Task:
Copy character for character every line from the start of the records below through the line containing "114], [205, 116]]", including that line. Leave the pictures out of your copy.

━━━━━ Data to use

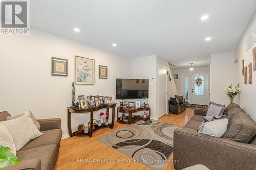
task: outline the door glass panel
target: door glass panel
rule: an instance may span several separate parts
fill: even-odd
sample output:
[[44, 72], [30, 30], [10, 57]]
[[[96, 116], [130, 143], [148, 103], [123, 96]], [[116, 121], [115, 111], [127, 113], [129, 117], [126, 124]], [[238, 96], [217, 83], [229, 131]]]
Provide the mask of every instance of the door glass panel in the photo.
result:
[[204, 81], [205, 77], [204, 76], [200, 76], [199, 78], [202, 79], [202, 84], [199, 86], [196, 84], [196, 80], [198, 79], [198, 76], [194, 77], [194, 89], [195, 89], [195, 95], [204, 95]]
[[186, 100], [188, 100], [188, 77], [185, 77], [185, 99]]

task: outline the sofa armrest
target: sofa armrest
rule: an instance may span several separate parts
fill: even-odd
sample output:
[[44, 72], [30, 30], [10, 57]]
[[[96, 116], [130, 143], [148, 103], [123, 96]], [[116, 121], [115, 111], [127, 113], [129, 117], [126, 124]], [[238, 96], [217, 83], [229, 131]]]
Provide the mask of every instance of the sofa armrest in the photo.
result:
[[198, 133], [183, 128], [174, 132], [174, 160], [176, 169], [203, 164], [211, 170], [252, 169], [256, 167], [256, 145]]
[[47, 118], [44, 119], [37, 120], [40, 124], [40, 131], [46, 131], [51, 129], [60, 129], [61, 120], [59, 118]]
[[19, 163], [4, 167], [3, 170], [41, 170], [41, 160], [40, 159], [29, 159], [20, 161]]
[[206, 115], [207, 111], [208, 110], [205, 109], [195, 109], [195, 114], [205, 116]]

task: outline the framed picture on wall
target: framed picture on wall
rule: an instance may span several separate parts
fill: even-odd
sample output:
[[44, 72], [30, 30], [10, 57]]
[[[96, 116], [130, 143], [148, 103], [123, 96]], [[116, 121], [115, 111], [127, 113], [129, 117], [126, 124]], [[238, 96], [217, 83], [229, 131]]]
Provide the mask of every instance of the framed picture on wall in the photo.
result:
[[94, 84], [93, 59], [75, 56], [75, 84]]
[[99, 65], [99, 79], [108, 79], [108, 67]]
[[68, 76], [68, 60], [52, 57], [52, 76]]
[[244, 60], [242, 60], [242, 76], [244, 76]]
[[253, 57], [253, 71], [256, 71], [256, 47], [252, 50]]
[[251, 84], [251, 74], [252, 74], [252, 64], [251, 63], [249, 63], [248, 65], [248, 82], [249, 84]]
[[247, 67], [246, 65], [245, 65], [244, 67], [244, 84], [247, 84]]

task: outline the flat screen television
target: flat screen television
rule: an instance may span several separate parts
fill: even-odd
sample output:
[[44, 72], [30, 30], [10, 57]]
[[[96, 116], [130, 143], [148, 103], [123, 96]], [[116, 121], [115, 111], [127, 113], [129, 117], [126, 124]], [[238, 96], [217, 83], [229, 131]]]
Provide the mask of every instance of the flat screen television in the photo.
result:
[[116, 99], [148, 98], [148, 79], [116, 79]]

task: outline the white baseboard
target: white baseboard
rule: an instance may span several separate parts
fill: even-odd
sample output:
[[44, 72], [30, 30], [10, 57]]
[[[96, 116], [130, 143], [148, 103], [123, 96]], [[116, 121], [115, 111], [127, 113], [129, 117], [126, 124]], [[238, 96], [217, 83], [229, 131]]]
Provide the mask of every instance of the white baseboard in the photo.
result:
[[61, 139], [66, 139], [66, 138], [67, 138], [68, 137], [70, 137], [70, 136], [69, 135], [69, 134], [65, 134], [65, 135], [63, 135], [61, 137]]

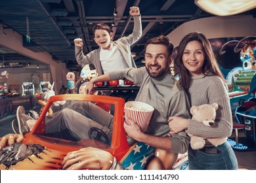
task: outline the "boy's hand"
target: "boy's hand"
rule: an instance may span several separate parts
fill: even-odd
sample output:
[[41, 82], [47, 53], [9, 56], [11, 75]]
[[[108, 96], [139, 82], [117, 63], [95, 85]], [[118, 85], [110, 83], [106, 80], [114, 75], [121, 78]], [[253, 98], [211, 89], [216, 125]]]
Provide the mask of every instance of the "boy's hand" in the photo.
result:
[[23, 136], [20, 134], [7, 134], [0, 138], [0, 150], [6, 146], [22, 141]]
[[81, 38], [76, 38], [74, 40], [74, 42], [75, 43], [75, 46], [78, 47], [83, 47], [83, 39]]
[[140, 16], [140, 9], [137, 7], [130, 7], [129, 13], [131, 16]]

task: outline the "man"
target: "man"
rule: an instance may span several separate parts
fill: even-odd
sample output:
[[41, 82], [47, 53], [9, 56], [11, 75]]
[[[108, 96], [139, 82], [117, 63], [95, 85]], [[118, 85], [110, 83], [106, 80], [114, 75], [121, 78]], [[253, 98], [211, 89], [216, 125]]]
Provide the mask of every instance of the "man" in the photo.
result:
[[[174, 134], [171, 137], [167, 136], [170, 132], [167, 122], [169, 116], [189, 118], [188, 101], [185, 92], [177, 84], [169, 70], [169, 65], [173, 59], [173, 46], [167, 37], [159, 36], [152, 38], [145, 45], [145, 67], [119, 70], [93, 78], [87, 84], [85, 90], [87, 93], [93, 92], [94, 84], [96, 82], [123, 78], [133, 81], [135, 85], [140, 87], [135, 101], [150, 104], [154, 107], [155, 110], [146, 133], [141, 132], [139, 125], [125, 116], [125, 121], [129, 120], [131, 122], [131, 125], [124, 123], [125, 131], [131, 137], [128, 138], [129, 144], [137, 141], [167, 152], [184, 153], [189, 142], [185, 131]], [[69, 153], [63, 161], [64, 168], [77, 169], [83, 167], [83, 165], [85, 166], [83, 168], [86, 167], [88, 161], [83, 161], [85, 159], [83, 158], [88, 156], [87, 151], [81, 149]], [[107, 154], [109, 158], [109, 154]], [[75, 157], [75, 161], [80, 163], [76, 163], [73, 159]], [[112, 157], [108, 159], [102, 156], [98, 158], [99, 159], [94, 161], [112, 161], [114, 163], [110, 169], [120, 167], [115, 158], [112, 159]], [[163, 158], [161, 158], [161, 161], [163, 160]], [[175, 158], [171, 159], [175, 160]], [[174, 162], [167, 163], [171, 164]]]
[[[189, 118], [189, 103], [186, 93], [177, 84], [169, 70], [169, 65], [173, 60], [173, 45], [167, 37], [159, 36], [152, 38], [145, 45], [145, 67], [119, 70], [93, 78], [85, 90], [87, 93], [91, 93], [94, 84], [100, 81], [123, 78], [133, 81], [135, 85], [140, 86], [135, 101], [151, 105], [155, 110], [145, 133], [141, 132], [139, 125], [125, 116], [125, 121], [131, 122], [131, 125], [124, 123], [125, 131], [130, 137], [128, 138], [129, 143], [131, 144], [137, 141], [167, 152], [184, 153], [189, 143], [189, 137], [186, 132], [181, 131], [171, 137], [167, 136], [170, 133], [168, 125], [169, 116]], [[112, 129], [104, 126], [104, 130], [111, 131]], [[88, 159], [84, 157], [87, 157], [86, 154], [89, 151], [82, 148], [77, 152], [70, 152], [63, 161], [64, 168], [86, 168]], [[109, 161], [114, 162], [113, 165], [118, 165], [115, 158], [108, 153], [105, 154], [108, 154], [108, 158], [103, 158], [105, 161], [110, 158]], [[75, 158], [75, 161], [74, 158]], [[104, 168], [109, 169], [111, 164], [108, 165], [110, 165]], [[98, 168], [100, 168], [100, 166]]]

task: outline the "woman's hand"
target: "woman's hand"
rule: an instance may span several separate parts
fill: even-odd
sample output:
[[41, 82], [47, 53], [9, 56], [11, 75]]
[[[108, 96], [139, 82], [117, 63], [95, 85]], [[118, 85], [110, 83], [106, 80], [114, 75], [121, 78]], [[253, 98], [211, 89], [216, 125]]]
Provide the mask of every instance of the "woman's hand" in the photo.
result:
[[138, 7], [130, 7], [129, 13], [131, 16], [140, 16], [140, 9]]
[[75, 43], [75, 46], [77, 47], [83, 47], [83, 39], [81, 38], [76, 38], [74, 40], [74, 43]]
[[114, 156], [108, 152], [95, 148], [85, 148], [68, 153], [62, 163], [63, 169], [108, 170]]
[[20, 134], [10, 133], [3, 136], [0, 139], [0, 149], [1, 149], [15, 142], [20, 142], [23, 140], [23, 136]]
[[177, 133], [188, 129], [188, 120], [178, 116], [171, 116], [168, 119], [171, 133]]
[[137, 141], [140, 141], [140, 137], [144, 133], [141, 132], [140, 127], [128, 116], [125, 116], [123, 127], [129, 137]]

━━━━━━━━━━

Response:
task: outline the door glass panel
target: door glass panel
rule: an instance may span several separate parts
fill: even-odd
sample output:
[[44, 72], [30, 30], [10, 57]]
[[[96, 116], [130, 143], [148, 103], [123, 96]], [[116, 121], [115, 111], [127, 113], [129, 117], [126, 124]], [[238, 96], [217, 83], [229, 131]]]
Provide the mask of every instance of the door glass panel in the photo.
result:
[[204, 81], [205, 77], [204, 76], [200, 76], [199, 78], [202, 79], [202, 84], [199, 86], [196, 84], [196, 80], [198, 79], [198, 76], [194, 77], [194, 89], [195, 89], [195, 95], [204, 95]]
[[186, 100], [188, 100], [188, 77], [185, 77], [185, 99]]

task: outline the sofa armrest
target: sofa armrest
rule: an instance may span several separate parts
fill: even-odd
sample output:
[[44, 72], [30, 30], [10, 57]]
[[[96, 116], [130, 143], [148, 103], [123, 96]], [[116, 121], [115, 111], [127, 113], [129, 117], [126, 124]], [[238, 96], [217, 83], [229, 131]]]
Provide the mask of every instance of the sofa armrest in the photo.
result:
[[198, 133], [183, 128], [174, 132], [174, 160], [176, 169], [203, 164], [211, 170], [252, 169], [256, 167], [256, 145]]
[[47, 118], [44, 119], [37, 120], [40, 124], [40, 131], [46, 131], [51, 129], [60, 129], [61, 120], [59, 118]]
[[19, 163], [4, 167], [3, 170], [41, 170], [41, 160], [40, 159], [29, 159], [20, 161]]
[[206, 115], [207, 111], [208, 110], [205, 109], [195, 109], [195, 114], [205, 116]]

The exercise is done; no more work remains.